Lo mismo, Vasen aclara que el perfil de los chicos clasificados como bipolares incluye el maltrato a los padres y rabietas por no ir de shopping. "No es raro que la exaltación los lleve a demandas imposibles de satisfacer, a crisis de compras compulsivas." "Son inconsolables", dice Vasen, y uno se imagina cómo será vivir con esa astilla en el alma, por usar un término que rechazarían seguramente los analistas y también os sostenedores a ultranza de entidades neurobiológicas.
No es raro entonces que las madres sean forras" y los padres, "boludos". Por qué? "
Porque ambos no resultan adecuados proveedores de objetos de autoestima para el chico, que con ellos trata de reparar su desvalorización.
Muchos padres caminan la ruta de las concesiones –relajan normas– hasta que se vuelve insoportable para ellos y para los propios chicos, que sufren una orfandad sin límite, una falta de continencia." Bah, un camino sin salida.
Sergio Strejilevich está convencido de que el trastorno bipolar también sucede en la infancia y que, aunque tiene características diferenciales, no es demasiado distinto a su versión adulta. Como jefe del Programa Trastornos Bipolares del Instituto de Neurociencias de la Fundación Favaloro, cuenta su desesperación cuando escucha historias de padres con idas y vueltas en consultorios.
Porque, dice, "hay pocas enfermedades psiquiátricas en la que se tenga mayor conciencia de que una detección precoz modifique en forma sustancial la vida del paciente".
Del enojo al optimismo.

■ **Material proporcionado**:
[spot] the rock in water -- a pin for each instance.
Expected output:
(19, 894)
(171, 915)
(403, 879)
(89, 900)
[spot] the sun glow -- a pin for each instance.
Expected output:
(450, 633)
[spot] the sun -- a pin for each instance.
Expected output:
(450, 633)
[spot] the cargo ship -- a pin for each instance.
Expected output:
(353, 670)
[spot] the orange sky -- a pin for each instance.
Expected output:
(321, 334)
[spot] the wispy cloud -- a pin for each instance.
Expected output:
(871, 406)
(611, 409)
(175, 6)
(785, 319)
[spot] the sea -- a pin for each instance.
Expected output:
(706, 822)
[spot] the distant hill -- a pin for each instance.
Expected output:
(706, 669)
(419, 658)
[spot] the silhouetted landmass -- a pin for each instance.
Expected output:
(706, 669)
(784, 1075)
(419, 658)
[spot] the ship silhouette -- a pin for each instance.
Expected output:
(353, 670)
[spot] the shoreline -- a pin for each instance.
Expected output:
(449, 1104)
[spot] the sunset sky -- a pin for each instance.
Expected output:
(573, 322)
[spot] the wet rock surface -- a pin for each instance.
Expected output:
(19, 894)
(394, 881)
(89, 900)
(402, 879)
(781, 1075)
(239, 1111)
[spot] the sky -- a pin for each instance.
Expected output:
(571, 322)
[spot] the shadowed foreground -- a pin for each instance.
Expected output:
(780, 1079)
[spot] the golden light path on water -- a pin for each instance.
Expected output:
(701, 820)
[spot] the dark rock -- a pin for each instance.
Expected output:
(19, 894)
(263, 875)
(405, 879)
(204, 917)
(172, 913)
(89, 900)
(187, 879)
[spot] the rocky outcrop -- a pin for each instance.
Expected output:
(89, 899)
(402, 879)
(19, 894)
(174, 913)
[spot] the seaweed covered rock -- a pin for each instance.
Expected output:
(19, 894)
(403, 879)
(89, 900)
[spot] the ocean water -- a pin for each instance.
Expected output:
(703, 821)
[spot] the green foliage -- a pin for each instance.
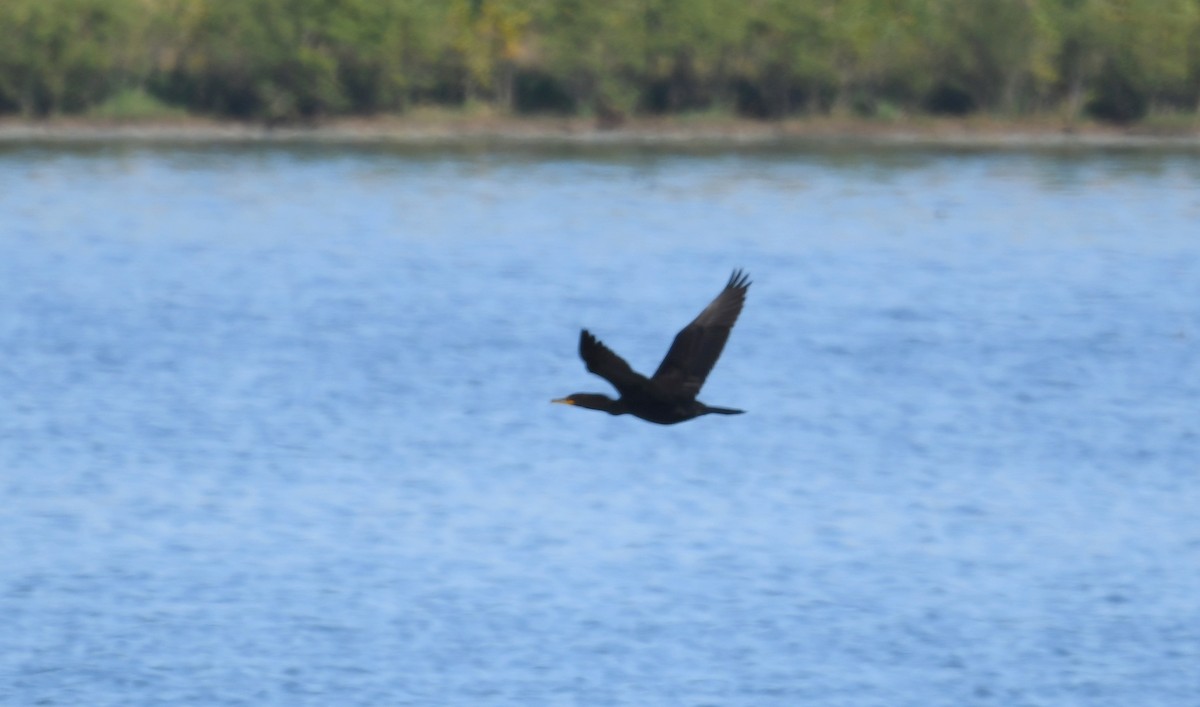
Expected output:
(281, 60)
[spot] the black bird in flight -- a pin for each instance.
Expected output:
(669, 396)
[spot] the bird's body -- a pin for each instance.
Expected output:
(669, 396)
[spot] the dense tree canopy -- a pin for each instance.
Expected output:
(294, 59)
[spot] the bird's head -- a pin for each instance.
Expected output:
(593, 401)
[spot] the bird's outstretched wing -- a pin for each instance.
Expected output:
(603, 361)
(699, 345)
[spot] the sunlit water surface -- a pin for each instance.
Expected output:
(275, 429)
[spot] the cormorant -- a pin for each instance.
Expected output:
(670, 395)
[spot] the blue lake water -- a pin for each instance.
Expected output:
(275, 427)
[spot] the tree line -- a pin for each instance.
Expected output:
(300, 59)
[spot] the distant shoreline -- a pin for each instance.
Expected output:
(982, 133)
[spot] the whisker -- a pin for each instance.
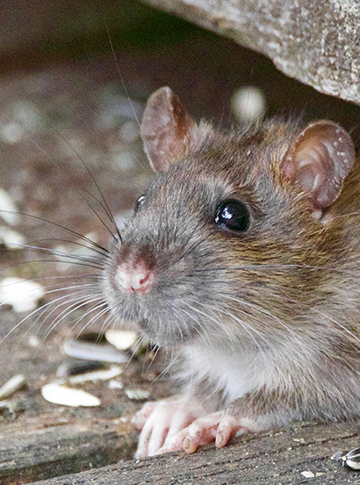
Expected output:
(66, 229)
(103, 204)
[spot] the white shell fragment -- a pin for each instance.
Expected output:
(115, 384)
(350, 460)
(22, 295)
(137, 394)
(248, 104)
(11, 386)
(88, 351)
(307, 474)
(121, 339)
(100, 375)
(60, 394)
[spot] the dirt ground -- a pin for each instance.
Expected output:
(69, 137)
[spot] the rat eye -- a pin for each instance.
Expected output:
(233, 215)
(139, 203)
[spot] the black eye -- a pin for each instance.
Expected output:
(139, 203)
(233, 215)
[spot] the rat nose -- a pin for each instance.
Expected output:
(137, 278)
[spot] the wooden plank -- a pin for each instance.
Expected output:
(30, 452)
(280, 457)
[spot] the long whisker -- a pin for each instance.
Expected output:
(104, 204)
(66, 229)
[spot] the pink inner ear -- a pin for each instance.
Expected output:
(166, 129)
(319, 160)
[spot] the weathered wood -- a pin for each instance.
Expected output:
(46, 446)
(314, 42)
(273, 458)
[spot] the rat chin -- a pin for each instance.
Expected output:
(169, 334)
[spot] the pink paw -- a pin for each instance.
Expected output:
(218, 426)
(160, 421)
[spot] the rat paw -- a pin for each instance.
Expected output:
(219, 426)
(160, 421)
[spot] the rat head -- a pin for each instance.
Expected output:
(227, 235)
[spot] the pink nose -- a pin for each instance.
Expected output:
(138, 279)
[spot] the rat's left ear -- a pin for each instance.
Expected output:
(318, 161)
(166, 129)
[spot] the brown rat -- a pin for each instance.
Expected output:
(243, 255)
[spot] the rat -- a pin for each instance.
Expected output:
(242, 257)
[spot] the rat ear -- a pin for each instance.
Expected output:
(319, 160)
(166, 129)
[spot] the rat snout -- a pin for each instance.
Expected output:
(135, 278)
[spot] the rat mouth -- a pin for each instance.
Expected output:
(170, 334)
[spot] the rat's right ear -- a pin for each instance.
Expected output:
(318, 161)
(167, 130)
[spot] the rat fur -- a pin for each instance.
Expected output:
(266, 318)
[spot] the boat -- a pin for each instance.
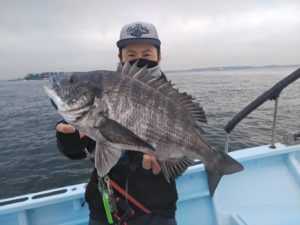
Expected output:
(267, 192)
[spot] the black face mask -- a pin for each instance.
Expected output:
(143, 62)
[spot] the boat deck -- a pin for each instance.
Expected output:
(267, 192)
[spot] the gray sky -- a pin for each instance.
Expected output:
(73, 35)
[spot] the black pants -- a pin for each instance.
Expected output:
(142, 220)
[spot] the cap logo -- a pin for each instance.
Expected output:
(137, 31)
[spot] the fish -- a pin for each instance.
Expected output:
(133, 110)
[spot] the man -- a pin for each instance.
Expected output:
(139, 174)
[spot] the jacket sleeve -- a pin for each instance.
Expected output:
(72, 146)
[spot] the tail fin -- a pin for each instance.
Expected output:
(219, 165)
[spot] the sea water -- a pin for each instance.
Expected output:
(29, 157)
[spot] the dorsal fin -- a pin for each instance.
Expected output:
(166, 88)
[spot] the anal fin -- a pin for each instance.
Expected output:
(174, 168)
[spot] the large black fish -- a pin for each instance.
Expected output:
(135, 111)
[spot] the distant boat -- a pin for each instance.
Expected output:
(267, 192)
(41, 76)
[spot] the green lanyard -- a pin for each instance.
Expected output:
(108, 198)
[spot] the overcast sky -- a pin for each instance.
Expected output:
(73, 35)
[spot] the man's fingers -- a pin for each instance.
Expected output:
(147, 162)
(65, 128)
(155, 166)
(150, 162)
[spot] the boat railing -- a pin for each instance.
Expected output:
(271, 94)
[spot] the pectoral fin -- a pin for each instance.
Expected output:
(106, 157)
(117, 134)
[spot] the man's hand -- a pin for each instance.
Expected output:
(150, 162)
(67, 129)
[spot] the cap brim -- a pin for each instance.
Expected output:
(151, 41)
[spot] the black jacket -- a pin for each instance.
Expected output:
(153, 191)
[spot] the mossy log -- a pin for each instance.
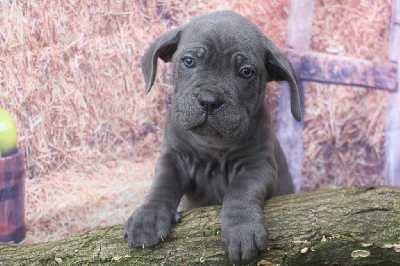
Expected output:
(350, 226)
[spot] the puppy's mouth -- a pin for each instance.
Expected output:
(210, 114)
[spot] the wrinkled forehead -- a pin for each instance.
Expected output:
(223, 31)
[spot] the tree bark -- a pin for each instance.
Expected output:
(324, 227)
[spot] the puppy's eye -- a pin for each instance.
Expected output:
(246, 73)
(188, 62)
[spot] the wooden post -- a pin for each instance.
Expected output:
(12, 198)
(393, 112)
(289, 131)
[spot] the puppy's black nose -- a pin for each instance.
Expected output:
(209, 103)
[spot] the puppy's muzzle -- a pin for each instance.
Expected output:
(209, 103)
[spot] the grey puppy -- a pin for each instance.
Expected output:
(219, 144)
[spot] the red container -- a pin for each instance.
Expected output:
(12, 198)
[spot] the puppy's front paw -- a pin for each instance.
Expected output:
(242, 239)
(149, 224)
---
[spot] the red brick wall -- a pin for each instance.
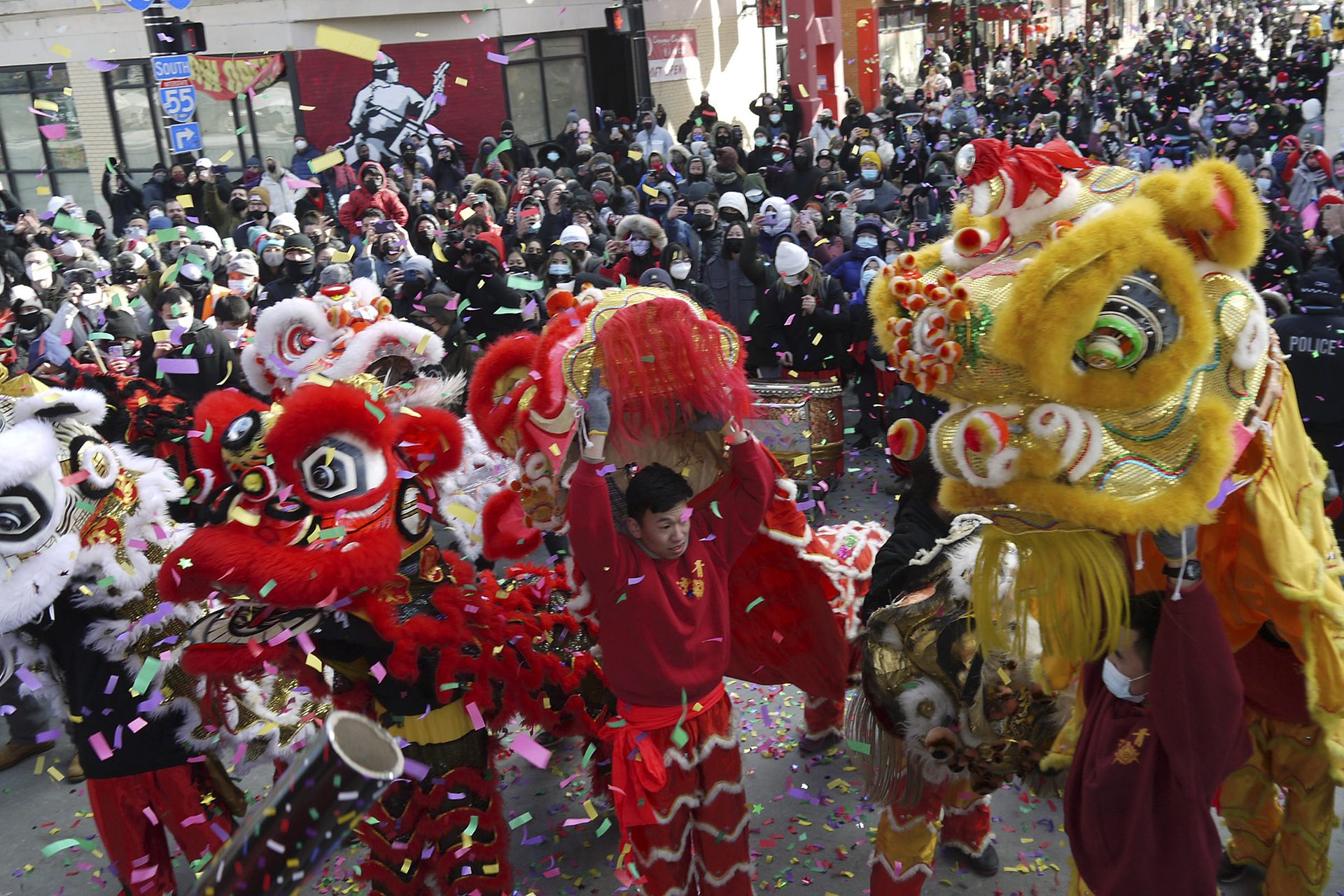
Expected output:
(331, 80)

■ **Lista de actividades**:
1 – Indique si cada afirmación coincide con el fragmento seleccionado: (a) Strejilevich sostiene que el trastorno bipolar infantil es muy distinto de su versión adulta; (b) Strejilevich es jefe del Programa Trastornos Bipolares del Instituto de Neurociencias de la Fundación Favaloro; (c) Vasen afirma que los chicos clasificados como bipolares son inconsolables. Responda sí o no en cada caso y cite literalmente las palabras del fragmento que lo deciden.
2 – Transcriba del fragmento seleccionado el pasaje comprendido entre "Porque ambos no" y "vueltas en consultorios.", ambos inclusive.
Los datos proceden de una fuente distinta.

■ **Respuestas por ítem**:
1 –
(a) No: «no es demasiado distinto a su versión adulta».
(b) Sí: «Como jefe del Programa Trastornos Bipolares del Instituto de Neurociencias de la Fundación Favaloro».
(c) Sí: «"Son inconsolables", dice Vasen».

2 –
Porque ambos no resultan adecuados proveedores de objetos de autoestima para el chico, que con ellos trata de reparar su desvalorización.
Muchos padres caminan la ruta de las concesiones –relajan normas– hasta que se vuelve insoportable para ellos y para los propios chicos, que sufren una orfandad sin límite, una falta de continencia." Bah, un camino sin salida.
Sergio Strejilevich está convencido de que el trastorno bipolar también sucede en la infancia y que, aunque tiene características diferenciales, no es demasiado distinto a su versión adulta. Como jefe del Programa Trastornos Bipolares del Instituto de Neurociencias de la Fundación Favaloro, cuenta su desesperación cuando escucha historias de padres con idas y vueltas en consultorios.